Exercise tasks:
a) In the excerpt on second scholasticism, write out the passage starting at "Decline and legacy" and ending at "journal Studia Neoaristotelica.", changing "17th century" to "seventeenth century".
b) According to the excerpt on second scholasticism, which journal has recently revived interest in the thought of the late scholastics?
c) For each statement, say yes or no depending on whether it agrees with the excerpt on second scholasticism, and quote the words that decide it.
(i) The Society of Jesus was established in 1540.
(ii) The Jesuits count as a school of second scholasticism mainly because they shared a common doctrine.
(iii) Scholastic culture stayed alive in some Iberian universities into the 19th century.

Excerpt:
····················

Jesuit scholasticism
The intellectual influence of second scholasticism was augmented by the establishment of the Society of Jesus (1540), by Ignatius Loyola, per approval of Pope Paul III. The "Jesuits" are considered a third "school" of second scholasticism, although this refers more to the common style of academic work rather than to some common doctrine. The important figures include Pedro da Fonseca, Antonio Rubio, the Conimbricenses, Robert Bellarmine, Francisco Suárez, Luis de Molina, Gabriel Vásquez, Pedro Hurtado de Mendoza, Rodrigo de Arriaga, and many others.

There were also many "independent" thinkers like Sebastián Izquierdo, Juan Caramuel y Lobkowicz, Kenelm Digby, Raffael Aversa etc.

Decline and legacy
The golden age of Second Scholasticism was the first decades of the 17th century, at which time it was still largely in control of university curricula in philosophy. But second scholasticism started to decline under the attacks of philosophers writing in vernacular languages, such as Descartes, Pascal and Locke, and from the competition from more experimental and mathematical ways of doing science promoted by the Scientific Revolution. It was largely dormant from the onset of Enlightenment in the end of the 17th century, although scholastics such as Suarez remained influential for a long period. In some Iberian universities the scholastic culture remained vivid well into the 19th century, providing background for the birth of Neo-Scholasticism.

Interest in the thought of the late scholastics has been recently revived by the journal Studia Neoaristotelica.

····················

[Shape boundary entries]
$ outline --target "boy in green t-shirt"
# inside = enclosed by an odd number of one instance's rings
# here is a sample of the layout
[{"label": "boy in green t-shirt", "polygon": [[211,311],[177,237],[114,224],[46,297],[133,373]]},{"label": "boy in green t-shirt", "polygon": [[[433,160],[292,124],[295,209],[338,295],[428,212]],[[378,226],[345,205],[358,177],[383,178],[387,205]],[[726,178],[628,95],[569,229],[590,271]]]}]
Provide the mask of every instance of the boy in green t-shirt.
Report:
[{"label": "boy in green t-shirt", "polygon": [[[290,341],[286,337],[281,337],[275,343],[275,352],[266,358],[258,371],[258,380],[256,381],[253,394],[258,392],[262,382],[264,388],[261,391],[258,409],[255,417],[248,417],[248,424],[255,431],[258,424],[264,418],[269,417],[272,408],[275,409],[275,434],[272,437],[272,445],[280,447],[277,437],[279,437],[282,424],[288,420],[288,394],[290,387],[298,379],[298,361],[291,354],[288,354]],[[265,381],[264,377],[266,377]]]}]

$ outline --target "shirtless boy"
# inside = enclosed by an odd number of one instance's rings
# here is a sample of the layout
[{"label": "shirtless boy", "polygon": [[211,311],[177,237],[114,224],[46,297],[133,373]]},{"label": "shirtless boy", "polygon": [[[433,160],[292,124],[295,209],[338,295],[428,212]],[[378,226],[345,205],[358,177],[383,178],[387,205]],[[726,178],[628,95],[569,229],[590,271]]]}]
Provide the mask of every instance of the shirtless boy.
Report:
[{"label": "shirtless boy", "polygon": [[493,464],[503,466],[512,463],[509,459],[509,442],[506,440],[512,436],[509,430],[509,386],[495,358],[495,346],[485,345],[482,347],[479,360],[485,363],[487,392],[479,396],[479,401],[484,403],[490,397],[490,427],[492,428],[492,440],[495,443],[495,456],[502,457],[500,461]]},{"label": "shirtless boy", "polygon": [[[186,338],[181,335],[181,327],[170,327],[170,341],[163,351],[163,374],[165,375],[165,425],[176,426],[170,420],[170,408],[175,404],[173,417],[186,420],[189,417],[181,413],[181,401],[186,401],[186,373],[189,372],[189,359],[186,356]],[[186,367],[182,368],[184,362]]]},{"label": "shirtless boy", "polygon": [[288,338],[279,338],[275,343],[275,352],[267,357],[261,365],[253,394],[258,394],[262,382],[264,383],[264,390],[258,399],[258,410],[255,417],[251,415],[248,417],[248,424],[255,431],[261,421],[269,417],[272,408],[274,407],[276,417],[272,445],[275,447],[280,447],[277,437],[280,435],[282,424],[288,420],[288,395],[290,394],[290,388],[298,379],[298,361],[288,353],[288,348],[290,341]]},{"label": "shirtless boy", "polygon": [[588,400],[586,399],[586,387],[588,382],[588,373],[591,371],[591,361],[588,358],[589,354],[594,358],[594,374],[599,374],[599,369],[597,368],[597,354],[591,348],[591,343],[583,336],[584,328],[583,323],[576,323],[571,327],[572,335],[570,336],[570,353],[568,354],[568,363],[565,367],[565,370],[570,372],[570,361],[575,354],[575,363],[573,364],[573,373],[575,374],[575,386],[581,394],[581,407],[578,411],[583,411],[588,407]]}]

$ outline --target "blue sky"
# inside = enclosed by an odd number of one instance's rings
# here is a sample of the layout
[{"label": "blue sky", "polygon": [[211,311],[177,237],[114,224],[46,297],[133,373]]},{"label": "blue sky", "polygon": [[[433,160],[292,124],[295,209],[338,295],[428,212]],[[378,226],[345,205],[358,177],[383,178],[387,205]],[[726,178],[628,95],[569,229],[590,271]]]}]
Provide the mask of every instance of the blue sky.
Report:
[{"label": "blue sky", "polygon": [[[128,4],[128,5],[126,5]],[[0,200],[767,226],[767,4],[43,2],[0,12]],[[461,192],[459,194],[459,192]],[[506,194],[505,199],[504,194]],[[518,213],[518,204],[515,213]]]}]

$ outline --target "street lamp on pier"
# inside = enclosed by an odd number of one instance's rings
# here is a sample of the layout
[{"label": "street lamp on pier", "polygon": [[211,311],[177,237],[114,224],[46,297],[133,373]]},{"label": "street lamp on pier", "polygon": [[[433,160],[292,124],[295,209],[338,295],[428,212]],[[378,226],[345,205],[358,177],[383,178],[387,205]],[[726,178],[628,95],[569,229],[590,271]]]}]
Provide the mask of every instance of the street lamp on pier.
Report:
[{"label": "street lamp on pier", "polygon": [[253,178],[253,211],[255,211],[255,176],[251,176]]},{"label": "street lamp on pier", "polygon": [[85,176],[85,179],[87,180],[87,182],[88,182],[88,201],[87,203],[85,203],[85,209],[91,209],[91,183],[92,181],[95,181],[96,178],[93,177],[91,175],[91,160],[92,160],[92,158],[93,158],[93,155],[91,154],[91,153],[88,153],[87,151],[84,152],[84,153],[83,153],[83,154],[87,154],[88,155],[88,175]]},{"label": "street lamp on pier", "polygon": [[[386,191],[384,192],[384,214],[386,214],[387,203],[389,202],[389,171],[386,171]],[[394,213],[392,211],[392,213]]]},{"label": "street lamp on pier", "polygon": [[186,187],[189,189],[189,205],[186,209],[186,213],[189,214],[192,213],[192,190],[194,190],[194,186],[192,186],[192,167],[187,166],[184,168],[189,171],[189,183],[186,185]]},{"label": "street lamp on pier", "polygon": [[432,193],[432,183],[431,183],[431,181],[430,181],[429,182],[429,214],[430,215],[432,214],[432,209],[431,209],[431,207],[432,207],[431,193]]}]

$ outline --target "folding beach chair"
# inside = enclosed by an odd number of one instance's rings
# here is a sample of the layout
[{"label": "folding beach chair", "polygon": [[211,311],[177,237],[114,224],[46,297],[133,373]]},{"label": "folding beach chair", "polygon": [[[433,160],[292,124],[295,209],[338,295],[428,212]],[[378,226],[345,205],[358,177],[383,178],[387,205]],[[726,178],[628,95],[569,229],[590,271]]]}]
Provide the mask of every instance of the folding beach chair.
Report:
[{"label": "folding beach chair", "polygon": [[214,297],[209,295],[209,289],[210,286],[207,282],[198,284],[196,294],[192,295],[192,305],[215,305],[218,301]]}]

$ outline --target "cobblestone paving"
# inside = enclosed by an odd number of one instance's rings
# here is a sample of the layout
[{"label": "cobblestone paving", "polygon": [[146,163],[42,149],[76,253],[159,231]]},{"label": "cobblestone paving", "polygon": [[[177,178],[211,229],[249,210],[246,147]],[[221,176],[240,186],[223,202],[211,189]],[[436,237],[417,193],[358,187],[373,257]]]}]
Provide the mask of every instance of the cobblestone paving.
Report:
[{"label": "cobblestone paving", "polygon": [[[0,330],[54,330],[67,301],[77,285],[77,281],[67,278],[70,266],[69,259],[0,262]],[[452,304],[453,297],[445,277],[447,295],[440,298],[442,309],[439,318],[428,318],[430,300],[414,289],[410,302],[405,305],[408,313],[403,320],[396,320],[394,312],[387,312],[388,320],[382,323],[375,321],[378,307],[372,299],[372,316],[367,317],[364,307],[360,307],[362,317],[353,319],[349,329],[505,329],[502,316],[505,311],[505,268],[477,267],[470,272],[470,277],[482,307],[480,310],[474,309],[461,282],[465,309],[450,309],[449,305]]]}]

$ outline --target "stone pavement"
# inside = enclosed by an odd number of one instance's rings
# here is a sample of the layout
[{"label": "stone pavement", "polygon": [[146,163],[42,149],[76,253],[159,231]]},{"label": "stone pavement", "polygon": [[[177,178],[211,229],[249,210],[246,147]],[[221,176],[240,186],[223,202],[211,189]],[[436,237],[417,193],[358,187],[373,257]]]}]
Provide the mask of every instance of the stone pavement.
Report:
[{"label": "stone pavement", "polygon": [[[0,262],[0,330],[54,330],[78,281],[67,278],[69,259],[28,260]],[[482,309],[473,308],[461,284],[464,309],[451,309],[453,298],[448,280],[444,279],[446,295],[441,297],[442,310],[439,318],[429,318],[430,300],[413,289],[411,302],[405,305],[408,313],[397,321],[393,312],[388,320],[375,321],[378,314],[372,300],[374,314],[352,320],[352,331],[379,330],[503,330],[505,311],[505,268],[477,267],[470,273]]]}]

····················

Solutions in order:
a)
Decline and legacy
The golden age of Second Scholasticism was the first decades of the seventeenth century, at which time it was still largely in control of university curricula in philosophy. But second scholasticism started to decline under the attacks of philosophers writing in vernacular languages, such as Descartes, Pascal and Locke, and from the competition from more experimental and mathematical ways of doing science promoted by the Scientific Revolution. It was largely dormant from the onset of Enlightenment in the end of the seventeenth century, although scholastics such as Suarez remained influential for a long period. In some Iberian universities the scholastic culture remained vivid well into the 19th century, providing background for the birth of Neo-Scholasticism.

Interest in the thought of the late scholastics has been recently revived by the journal Studia Neoaristotelica.

b) Studia Neoaristotelica.

c)
(i) Yes: "the establishment of the Society of Jesus (1540)"
(ii) No: "this refers more to the common style of academic work rather than to some common doctrine"
(iii) Yes: "In some Iberian universities the scholastic culture remained vivid well into the 19th century"